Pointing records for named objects

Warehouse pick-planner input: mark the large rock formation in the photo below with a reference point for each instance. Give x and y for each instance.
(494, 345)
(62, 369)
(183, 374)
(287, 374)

Task description: Put the lines above into a numbered list, leaving out any blank lines.

The output:
1. Warehouse pick-planner input: mark the large rock formation in the photo below with a reference point for each instance. Give x and y for each instance.
2. (494, 345)
3. (62, 369)
4. (183, 374)
5. (287, 374)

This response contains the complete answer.